=== To be done ===
1 - Rewrite the passage of the Ruff Endz article starting with "Ruff Endz is" and going on through "form the duo.", swapping "quartet" for "trio".
2 - Extend the Ruff Endz article with new text that follows its final sentence.

=== Source excerpt ===
= = = = = = =
- Origin: Baltimore, Maryland, U.S.
- Genres: R&B
- Years active: 1994–resent
- Labels: Epic; Soul Brothers Entertainment;
- Members: Dante "Chi" Jordan David "Davinch" Chance
- Website: https://www.officialruffendz.com/

= Ruff Endz =

American contemporary R&B duo

Ruff Endz is an American R&B duo, consisting of members David "Davinch" Chance and Dante "Chi" Jordan from Baltimore, Maryland. They are best known for their singles "No More" and "Someone to Love You" Originally part of a quartet, the two left the group in 1994 to form the duo.
= = = = = = =
[Object point labels]
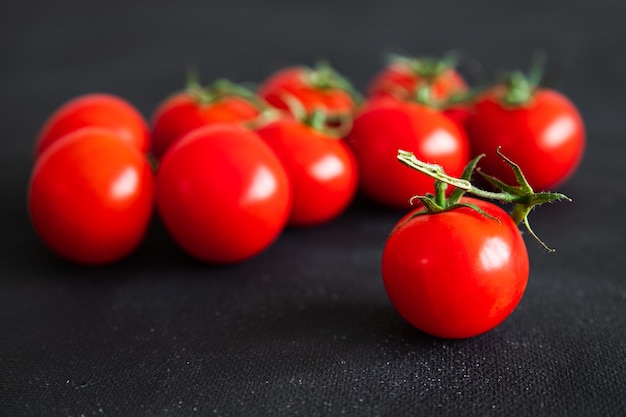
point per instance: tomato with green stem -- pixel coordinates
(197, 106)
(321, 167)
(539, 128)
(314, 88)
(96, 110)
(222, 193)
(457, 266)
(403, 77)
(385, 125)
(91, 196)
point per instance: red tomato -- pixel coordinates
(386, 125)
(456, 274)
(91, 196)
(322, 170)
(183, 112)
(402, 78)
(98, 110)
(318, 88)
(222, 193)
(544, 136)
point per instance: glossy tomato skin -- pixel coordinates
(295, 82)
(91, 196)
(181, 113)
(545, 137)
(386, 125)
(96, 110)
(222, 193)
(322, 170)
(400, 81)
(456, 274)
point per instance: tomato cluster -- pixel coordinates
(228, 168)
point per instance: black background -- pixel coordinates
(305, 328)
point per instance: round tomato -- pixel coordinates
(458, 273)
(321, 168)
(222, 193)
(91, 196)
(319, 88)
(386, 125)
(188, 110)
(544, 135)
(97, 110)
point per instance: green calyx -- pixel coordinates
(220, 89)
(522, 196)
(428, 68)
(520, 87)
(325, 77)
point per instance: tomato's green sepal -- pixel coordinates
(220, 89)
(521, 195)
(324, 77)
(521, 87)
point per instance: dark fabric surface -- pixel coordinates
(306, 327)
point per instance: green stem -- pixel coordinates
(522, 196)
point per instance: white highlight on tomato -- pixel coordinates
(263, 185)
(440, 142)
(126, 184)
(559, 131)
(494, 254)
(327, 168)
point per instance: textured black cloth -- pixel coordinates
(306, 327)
= = = = = = =
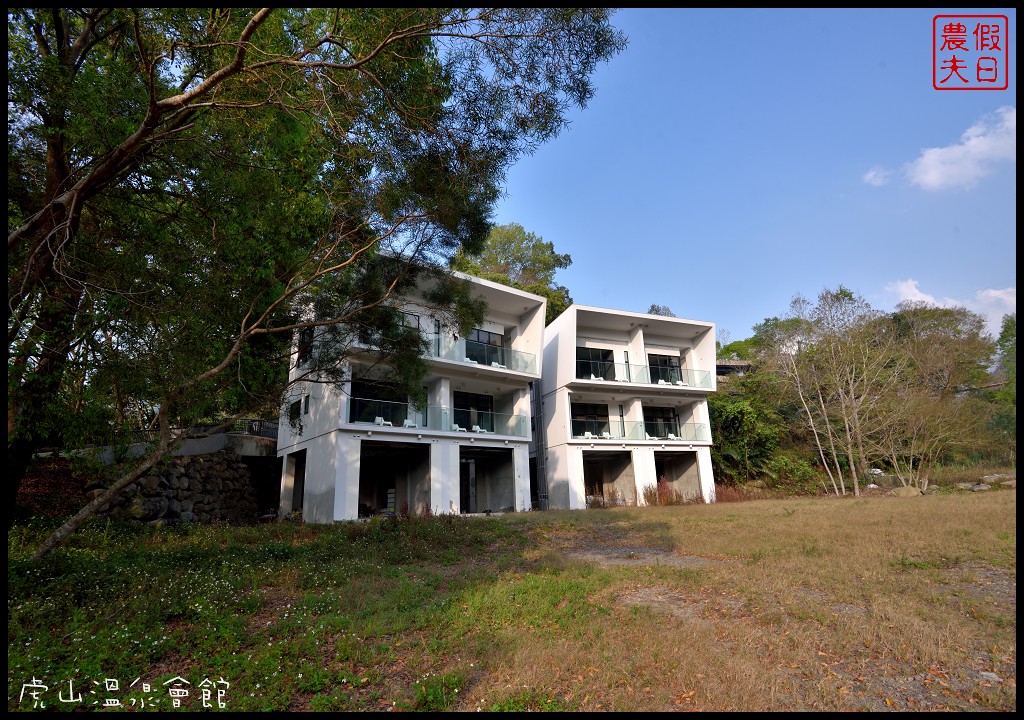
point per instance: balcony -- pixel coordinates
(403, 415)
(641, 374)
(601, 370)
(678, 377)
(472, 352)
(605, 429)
= = = = = = =
=== Task answers ===
1 -
Ruff Endz is an American R&B duo, consisting of members David "Davinch" Chance and Dante "Chi" Jordan from Baltimore, Maryland. They are best known for their singles "No More" and "Someone to Love You" Originally part of a trio, the two left the group in 1994 to form the duo.

2 -
==Biography==
After signing with Epic Records in 1999, the duo began work on their debut album. They appeared on Cam'Ron's single "Freak" that same year. In June 2000, they premiered their debut single "No More" which became a hit on the R&B and Pop charts, peaking at #5 on the Billboard Hot 100 and #1 on the R&B charts. Their debut album Love Crimes was released on August 22, 2000, peaking at #52 on the Billboard 200 and #19 on the R&B albums chart. A follow-up single "Where Does Love Go from Here" was released, yet did not chart. Shortly after, they toured and began work on their sophomore album.

In 2001, they released the first single from their second album "Cash, Money, Cars, Clothes" featuring Memphis Bleek. The single had moderate success on the R&B charts, peaking at #69 on Billboard's R&B. However, it wasn't until they released the next single, the title track "Someone To Love You" the following year, that they garnered another crossover hit, with the song hitting #49 on the Billboard Hot 100 and #12 on R&B. Their album Someone To Love You was released on May 14, 2002. It opened at #27 on the Billboard 200 and #8 on the R&B Albums chart.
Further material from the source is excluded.